=== INSTRUCTIONS TO FOLLOW ===
Please return all lines in the listing holding the word "dress".

===

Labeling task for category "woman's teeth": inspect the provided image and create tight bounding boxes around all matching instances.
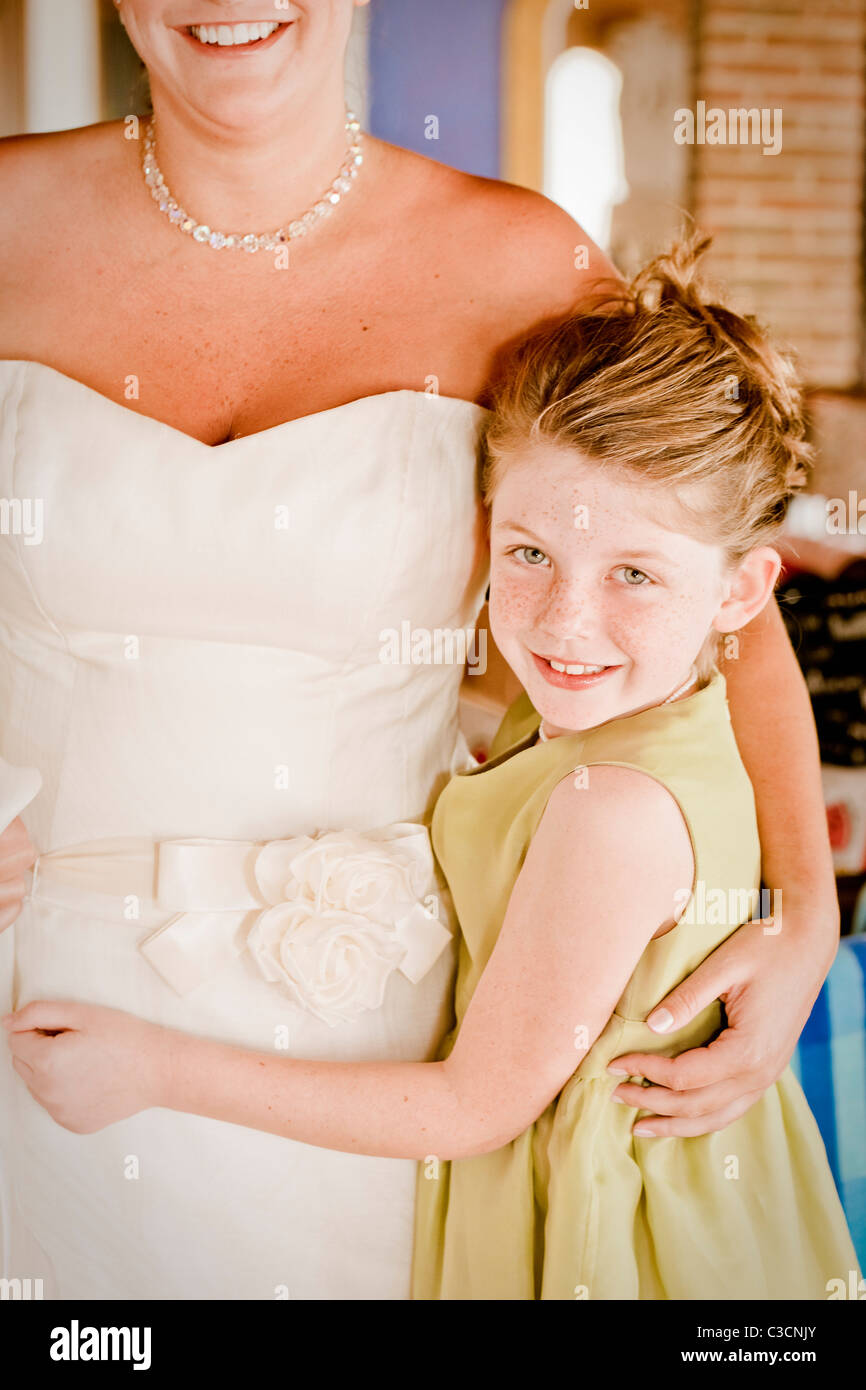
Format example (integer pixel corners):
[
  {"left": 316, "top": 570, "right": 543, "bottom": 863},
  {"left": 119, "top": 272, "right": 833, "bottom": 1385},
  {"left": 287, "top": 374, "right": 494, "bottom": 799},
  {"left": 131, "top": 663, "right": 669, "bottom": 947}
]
[
  {"left": 548, "top": 660, "right": 607, "bottom": 675},
  {"left": 188, "top": 21, "right": 282, "bottom": 46}
]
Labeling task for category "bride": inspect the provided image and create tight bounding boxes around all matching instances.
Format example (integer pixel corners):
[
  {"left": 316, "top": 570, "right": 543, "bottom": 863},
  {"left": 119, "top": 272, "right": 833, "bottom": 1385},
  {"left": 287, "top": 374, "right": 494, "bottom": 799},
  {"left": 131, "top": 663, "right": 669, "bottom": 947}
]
[{"left": 0, "top": 0, "right": 840, "bottom": 1299}]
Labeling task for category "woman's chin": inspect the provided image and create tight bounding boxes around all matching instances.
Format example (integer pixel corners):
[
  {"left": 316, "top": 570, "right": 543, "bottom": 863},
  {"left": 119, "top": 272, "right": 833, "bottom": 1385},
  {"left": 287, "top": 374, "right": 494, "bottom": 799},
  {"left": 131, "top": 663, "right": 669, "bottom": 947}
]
[
  {"left": 156, "top": 21, "right": 308, "bottom": 118},
  {"left": 156, "top": 80, "right": 302, "bottom": 135}
]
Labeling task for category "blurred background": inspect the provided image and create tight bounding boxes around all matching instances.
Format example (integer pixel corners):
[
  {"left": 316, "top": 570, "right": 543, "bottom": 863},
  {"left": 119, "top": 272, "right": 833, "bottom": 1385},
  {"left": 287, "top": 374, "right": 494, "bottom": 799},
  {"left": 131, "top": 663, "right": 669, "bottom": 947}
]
[{"left": 1, "top": 0, "right": 865, "bottom": 1265}]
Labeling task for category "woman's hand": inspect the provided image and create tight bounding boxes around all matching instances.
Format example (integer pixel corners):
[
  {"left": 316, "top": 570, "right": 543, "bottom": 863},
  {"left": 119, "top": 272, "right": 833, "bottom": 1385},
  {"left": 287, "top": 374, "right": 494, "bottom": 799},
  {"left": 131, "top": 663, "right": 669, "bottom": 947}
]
[
  {"left": 2, "top": 1000, "right": 170, "bottom": 1133},
  {"left": 0, "top": 815, "right": 36, "bottom": 933},
  {"left": 608, "top": 904, "right": 838, "bottom": 1135}
]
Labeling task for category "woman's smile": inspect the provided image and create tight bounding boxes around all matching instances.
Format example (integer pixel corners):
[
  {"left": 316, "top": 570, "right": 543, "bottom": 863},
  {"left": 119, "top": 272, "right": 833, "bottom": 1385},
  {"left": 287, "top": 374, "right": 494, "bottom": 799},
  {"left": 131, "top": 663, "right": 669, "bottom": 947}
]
[{"left": 177, "top": 18, "right": 294, "bottom": 56}]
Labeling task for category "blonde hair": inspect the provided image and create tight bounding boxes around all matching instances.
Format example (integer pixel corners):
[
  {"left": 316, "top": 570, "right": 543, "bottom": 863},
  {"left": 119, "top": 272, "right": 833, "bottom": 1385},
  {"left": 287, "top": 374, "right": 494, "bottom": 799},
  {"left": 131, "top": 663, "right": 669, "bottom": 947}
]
[{"left": 480, "top": 232, "right": 813, "bottom": 678}]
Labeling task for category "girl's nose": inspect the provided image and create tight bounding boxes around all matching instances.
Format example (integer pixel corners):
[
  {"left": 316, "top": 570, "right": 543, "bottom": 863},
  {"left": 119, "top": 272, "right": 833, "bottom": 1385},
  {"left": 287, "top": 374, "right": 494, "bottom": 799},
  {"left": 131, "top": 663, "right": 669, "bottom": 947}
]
[{"left": 538, "top": 578, "right": 597, "bottom": 638}]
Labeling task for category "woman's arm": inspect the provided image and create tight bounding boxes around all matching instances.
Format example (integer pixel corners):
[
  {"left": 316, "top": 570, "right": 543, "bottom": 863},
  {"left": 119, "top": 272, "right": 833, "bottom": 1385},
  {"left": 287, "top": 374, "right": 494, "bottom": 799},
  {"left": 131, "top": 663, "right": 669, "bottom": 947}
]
[
  {"left": 608, "top": 597, "right": 840, "bottom": 1133},
  {"left": 720, "top": 596, "right": 837, "bottom": 945},
  {"left": 4, "top": 767, "right": 692, "bottom": 1153}
]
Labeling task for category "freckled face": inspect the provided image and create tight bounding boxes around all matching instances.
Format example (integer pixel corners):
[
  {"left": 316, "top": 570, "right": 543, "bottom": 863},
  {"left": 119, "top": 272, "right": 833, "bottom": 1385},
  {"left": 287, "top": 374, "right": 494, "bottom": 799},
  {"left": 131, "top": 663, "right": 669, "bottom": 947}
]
[{"left": 488, "top": 445, "right": 730, "bottom": 734}]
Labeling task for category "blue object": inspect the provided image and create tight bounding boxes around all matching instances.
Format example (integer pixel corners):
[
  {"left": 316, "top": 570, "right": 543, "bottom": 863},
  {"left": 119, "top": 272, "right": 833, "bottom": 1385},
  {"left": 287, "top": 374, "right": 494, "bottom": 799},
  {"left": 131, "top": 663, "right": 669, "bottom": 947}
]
[
  {"left": 367, "top": 0, "right": 509, "bottom": 177},
  {"left": 792, "top": 935, "right": 866, "bottom": 1272}
]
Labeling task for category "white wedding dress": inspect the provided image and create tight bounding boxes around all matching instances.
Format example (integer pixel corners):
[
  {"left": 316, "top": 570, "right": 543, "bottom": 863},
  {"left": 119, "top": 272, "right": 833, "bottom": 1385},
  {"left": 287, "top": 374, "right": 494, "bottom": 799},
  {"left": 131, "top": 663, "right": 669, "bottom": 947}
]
[{"left": 0, "top": 358, "right": 490, "bottom": 1300}]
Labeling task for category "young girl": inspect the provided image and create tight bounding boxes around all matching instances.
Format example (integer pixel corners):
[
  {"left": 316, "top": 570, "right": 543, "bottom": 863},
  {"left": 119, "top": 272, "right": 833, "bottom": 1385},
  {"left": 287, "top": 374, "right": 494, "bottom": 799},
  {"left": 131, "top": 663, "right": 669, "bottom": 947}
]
[{"left": 5, "top": 236, "right": 859, "bottom": 1300}]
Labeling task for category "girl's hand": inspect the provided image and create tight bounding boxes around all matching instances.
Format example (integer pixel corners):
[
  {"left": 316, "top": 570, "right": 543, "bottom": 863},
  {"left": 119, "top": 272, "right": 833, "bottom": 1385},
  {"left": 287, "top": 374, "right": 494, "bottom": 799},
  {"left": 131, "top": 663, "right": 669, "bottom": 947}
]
[
  {"left": 608, "top": 907, "right": 838, "bottom": 1136},
  {"left": 2, "top": 1000, "right": 169, "bottom": 1133},
  {"left": 0, "top": 816, "right": 37, "bottom": 934}
]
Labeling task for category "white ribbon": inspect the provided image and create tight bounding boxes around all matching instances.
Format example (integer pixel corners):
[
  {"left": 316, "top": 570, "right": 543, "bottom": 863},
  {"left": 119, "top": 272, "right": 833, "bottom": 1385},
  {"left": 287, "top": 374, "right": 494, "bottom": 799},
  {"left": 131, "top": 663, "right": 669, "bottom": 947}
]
[{"left": 30, "top": 823, "right": 452, "bottom": 1024}]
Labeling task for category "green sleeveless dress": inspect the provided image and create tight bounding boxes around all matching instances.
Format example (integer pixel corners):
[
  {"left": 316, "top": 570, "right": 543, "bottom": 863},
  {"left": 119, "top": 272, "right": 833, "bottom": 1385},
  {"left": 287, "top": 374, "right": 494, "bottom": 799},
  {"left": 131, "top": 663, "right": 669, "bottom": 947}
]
[{"left": 411, "top": 668, "right": 859, "bottom": 1299}]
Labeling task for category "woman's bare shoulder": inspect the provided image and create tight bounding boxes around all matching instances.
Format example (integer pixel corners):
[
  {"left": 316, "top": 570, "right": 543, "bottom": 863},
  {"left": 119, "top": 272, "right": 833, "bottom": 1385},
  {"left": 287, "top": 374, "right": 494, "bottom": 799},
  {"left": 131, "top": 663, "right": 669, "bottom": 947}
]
[
  {"left": 0, "top": 119, "right": 123, "bottom": 182},
  {"left": 462, "top": 170, "right": 624, "bottom": 329},
  {"left": 0, "top": 126, "right": 65, "bottom": 231},
  {"left": 0, "top": 121, "right": 125, "bottom": 258},
  {"left": 373, "top": 136, "right": 624, "bottom": 342}
]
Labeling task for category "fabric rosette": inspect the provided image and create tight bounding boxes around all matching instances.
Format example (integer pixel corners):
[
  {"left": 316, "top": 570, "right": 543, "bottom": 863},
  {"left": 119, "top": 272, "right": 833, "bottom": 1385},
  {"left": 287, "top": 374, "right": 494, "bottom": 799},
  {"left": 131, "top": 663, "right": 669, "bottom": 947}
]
[{"left": 244, "top": 825, "right": 451, "bottom": 1026}]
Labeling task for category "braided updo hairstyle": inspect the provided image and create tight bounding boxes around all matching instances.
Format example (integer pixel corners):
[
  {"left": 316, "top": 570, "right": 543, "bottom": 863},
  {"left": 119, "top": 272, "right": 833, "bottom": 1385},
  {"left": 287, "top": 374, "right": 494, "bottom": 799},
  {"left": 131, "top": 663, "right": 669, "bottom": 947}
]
[{"left": 481, "top": 232, "right": 812, "bottom": 567}]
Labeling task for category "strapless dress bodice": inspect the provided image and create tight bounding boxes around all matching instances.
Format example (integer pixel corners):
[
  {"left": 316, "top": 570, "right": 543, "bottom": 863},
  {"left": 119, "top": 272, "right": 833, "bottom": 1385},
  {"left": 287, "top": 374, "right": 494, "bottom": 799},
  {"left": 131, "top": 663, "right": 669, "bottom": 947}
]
[{"left": 0, "top": 358, "right": 490, "bottom": 846}]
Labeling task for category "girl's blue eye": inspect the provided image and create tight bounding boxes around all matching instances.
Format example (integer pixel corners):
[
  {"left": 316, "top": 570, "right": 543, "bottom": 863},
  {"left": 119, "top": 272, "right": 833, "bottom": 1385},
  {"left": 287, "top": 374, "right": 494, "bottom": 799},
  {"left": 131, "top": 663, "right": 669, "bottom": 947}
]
[
  {"left": 615, "top": 566, "right": 651, "bottom": 586},
  {"left": 516, "top": 546, "right": 549, "bottom": 567}
]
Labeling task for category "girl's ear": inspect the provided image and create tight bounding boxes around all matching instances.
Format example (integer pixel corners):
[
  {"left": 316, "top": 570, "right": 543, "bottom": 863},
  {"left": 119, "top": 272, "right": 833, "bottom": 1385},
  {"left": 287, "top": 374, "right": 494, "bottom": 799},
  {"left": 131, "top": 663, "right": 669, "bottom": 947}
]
[{"left": 712, "top": 546, "right": 782, "bottom": 634}]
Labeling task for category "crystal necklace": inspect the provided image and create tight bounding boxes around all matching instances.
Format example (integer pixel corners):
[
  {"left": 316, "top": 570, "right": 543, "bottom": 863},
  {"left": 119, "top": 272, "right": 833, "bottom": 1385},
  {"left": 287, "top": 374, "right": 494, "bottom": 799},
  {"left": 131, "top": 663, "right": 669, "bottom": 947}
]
[
  {"left": 537, "top": 666, "right": 699, "bottom": 743},
  {"left": 140, "top": 108, "right": 364, "bottom": 252}
]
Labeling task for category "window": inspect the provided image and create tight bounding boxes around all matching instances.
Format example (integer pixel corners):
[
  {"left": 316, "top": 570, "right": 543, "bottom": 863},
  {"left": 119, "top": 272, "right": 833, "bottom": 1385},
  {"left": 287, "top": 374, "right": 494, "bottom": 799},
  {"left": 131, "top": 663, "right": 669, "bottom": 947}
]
[{"left": 543, "top": 46, "right": 628, "bottom": 252}]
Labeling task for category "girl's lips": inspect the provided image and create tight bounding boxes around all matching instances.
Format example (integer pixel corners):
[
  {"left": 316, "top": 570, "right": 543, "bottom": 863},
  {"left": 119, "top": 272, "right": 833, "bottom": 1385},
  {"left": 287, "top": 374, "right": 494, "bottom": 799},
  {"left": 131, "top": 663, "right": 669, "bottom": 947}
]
[
  {"left": 177, "top": 22, "right": 292, "bottom": 57},
  {"left": 530, "top": 651, "right": 621, "bottom": 690}
]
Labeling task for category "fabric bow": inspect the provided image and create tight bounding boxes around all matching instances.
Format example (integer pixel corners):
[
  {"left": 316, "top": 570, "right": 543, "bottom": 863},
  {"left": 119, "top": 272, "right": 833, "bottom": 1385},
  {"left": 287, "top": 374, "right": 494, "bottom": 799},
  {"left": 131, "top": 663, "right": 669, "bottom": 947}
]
[{"left": 29, "top": 823, "right": 451, "bottom": 1026}]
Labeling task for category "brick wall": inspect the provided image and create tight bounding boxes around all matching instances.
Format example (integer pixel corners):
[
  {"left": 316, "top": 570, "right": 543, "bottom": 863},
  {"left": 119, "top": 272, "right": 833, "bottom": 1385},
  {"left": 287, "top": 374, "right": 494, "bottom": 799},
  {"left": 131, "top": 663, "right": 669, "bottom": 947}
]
[{"left": 693, "top": 0, "right": 865, "bottom": 392}]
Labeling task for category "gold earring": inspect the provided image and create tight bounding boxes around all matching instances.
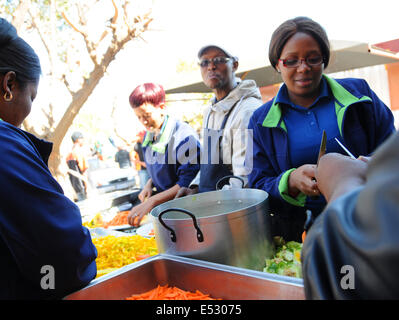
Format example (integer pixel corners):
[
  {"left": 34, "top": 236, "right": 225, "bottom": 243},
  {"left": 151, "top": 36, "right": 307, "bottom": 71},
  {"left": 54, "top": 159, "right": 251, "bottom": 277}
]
[{"left": 3, "top": 91, "right": 13, "bottom": 102}]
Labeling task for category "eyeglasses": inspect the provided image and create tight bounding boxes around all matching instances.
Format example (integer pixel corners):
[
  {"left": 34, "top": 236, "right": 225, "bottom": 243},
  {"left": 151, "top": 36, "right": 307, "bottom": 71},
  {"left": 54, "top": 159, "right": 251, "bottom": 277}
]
[
  {"left": 198, "top": 56, "right": 232, "bottom": 68},
  {"left": 278, "top": 56, "right": 324, "bottom": 68}
]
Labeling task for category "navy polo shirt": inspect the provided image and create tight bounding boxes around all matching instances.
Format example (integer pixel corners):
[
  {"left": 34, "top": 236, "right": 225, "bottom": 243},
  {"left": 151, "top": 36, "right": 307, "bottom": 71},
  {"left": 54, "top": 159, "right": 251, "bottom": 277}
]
[
  {"left": 276, "top": 77, "right": 342, "bottom": 169},
  {"left": 142, "top": 116, "right": 201, "bottom": 192}
]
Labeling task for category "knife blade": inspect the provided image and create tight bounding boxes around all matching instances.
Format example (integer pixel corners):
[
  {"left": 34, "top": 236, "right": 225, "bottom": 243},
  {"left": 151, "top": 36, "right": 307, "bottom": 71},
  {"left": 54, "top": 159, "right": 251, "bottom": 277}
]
[
  {"left": 311, "top": 131, "right": 327, "bottom": 194},
  {"left": 316, "top": 130, "right": 327, "bottom": 166}
]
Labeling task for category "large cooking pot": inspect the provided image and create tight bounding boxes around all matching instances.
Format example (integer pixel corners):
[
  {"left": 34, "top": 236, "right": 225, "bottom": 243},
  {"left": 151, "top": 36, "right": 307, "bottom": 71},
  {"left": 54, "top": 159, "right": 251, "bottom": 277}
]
[{"left": 150, "top": 178, "right": 273, "bottom": 271}]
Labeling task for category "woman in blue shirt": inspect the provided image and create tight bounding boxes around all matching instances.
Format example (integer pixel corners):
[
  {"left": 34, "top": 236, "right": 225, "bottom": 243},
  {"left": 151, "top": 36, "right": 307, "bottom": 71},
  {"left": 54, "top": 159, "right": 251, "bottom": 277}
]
[
  {"left": 0, "top": 18, "right": 96, "bottom": 299},
  {"left": 127, "top": 83, "right": 201, "bottom": 226},
  {"left": 247, "top": 17, "right": 395, "bottom": 242}
]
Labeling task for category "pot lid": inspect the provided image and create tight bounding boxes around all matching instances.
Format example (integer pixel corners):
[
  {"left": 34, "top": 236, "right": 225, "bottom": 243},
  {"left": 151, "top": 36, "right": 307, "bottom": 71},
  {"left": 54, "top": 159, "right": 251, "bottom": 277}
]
[{"left": 150, "top": 189, "right": 268, "bottom": 222}]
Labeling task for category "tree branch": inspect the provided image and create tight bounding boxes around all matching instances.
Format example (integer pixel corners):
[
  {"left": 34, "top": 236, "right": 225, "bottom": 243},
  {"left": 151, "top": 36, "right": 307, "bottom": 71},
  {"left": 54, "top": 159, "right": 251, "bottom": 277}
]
[
  {"left": 61, "top": 10, "right": 98, "bottom": 66},
  {"left": 28, "top": 9, "right": 53, "bottom": 70},
  {"left": 41, "top": 102, "right": 56, "bottom": 138},
  {"left": 61, "top": 11, "right": 85, "bottom": 37},
  {"left": 110, "top": 100, "right": 130, "bottom": 146},
  {"left": 122, "top": 1, "right": 131, "bottom": 31},
  {"left": 11, "top": 0, "right": 29, "bottom": 32},
  {"left": 62, "top": 74, "right": 74, "bottom": 96},
  {"left": 111, "top": 0, "right": 118, "bottom": 24}
]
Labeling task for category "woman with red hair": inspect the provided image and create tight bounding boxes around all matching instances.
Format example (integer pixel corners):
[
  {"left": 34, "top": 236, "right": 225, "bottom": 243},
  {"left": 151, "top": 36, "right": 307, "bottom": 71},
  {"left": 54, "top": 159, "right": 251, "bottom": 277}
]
[{"left": 127, "top": 83, "right": 201, "bottom": 226}]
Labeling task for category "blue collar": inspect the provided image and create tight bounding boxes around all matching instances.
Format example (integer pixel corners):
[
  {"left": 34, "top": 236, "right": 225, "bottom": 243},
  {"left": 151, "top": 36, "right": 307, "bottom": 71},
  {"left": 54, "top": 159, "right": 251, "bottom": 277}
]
[{"left": 275, "top": 77, "right": 330, "bottom": 109}]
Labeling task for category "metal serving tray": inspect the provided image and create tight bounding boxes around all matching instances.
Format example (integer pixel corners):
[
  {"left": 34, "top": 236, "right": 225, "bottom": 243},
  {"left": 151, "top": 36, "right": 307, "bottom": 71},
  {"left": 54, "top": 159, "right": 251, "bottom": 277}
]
[{"left": 64, "top": 254, "right": 304, "bottom": 300}]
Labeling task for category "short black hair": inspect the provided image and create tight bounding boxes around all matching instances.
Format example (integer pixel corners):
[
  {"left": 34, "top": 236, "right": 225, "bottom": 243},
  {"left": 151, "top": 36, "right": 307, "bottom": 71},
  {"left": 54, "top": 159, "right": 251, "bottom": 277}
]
[
  {"left": 0, "top": 18, "right": 41, "bottom": 85},
  {"left": 268, "top": 16, "right": 330, "bottom": 70}
]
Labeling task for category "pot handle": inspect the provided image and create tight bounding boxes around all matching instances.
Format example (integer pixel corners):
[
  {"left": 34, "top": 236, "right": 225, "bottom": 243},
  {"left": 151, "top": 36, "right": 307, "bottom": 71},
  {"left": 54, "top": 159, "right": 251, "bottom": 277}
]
[
  {"left": 157, "top": 208, "right": 204, "bottom": 243},
  {"left": 215, "top": 175, "right": 245, "bottom": 190}
]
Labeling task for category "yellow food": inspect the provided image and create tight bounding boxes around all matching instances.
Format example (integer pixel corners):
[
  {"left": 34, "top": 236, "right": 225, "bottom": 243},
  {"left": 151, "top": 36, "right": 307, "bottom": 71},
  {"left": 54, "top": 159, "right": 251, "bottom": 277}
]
[
  {"left": 82, "top": 212, "right": 104, "bottom": 228},
  {"left": 92, "top": 235, "right": 158, "bottom": 278}
]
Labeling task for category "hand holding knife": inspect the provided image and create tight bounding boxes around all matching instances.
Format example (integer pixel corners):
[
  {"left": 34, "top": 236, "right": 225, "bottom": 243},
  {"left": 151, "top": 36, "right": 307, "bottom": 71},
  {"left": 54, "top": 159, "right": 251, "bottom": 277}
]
[
  {"left": 304, "top": 130, "right": 326, "bottom": 242},
  {"left": 311, "top": 130, "right": 326, "bottom": 189}
]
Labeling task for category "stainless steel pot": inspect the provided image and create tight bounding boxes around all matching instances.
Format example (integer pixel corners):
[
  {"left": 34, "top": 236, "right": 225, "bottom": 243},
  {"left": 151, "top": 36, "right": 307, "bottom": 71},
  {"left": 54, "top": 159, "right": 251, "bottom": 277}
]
[{"left": 150, "top": 187, "right": 273, "bottom": 271}]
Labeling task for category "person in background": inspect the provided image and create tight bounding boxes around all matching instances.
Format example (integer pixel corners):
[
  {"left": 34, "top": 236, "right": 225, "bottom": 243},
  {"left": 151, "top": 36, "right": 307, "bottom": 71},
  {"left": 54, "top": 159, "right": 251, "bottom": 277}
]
[
  {"left": 247, "top": 16, "right": 395, "bottom": 242},
  {"left": 133, "top": 130, "right": 150, "bottom": 189},
  {"left": 114, "top": 144, "right": 132, "bottom": 169},
  {"left": 92, "top": 140, "right": 103, "bottom": 161},
  {"left": 0, "top": 18, "right": 96, "bottom": 299},
  {"left": 127, "top": 83, "right": 201, "bottom": 226},
  {"left": 302, "top": 130, "right": 399, "bottom": 299},
  {"left": 176, "top": 44, "right": 263, "bottom": 197},
  {"left": 66, "top": 131, "right": 89, "bottom": 201}
]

===

=== OUTPUT BELOW ===
Labeling task for category "white wedding dress": inspect the provided image and create tight bounding boxes around all matching instances.
Labeling task for category "green sleeveless dress": inspect the provided image and create tight bounding boxes around all matching instances.
Labeling task for category "strapless dress bodice": inspect the provided image and create tight bounding boxes around all matching instances.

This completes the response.